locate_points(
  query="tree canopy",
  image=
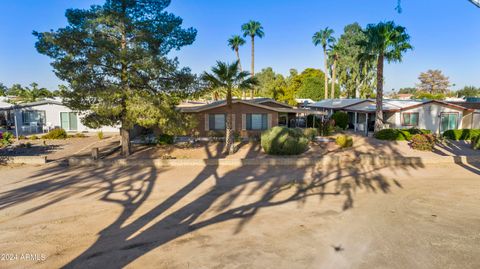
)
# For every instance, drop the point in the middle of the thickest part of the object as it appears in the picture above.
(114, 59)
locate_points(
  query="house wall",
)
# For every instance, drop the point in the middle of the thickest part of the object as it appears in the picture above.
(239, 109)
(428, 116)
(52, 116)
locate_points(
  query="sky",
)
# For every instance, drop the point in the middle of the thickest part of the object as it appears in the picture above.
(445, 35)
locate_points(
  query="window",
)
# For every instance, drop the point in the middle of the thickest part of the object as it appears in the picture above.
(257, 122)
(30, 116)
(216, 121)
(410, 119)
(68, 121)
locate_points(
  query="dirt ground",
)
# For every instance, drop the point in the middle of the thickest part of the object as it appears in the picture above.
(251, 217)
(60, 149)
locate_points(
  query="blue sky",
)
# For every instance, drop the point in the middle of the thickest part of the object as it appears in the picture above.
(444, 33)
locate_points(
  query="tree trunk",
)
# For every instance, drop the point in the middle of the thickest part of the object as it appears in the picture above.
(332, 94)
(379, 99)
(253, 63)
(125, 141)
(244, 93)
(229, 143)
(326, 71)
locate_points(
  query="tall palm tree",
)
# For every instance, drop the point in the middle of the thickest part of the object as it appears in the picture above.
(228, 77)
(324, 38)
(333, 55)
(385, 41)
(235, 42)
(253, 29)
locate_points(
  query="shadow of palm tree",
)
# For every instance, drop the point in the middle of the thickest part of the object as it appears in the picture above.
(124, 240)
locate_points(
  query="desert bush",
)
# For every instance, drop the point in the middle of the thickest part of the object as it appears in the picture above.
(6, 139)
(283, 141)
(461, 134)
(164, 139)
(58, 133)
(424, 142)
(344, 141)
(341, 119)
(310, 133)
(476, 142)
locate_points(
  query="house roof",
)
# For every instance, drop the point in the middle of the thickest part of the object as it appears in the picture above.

----------------

### Requirements
Revise all the entries above so that every "thickest" becomes "widest" and nothing else changes. Omit the pictures from your answer.

### Response to this exercise
locate_points(
  query="tree canopy",
  image=
)
# For every instance, drop the point in the middle of the widest part of the object as it appears in the picture above.
(114, 59)
locate_points(
  query="house wall",
)
# For every instance, drop the point in the middle of the widest part of the object as it appears in the picture above.
(239, 109)
(428, 116)
(52, 116)
locate_points(
  query="sky",
)
# For every instance, drop the point in the middle of the widest part of the object as it appears in the picture above.
(445, 35)
locate_points(
  query="window",
)
# For every instance, drop the point in the middle of the widest part of the object as it appears in the picture above.
(257, 122)
(30, 116)
(216, 121)
(410, 119)
(68, 121)
locate_points(
  query="dirt ground",
)
# For every instance, drop the point in the middle of the widest part of the object as it appears in the picture above.
(251, 217)
(60, 149)
locate_points(
  query="blue sky",
)
# For every instance, drop the point in the middle of the widest part of the object as it appears in the picture above.
(444, 33)
locate_points(
  query="tree trunk",
)
# For every instance, drop the point in the middle of the widest part of the object as it appears in the picture above.
(332, 94)
(379, 99)
(253, 63)
(125, 141)
(244, 93)
(229, 143)
(326, 71)
locate_points(
  query="tall palm tree",
)
# For every instance, drop the point in the middle of the widest part of the object as it appears in the picture above.
(228, 77)
(324, 38)
(333, 55)
(385, 41)
(235, 42)
(253, 29)
locate_points(
  query="shadow of palm tree",
)
# For every instance, drop the point in the middle of the widest part of the object as it appears in the picture above.
(124, 240)
locate_points(
  query="desert bush",
)
# For every instance, drop the point in the middle of the widest part of the object as it appears in the picture above.
(6, 139)
(283, 141)
(461, 134)
(164, 139)
(58, 133)
(424, 142)
(344, 141)
(341, 119)
(310, 133)
(476, 142)
locate_points(
  query="house roof",
)
# For every instance, drop the point in the middle of the widest part of the object as it appears in the picture above.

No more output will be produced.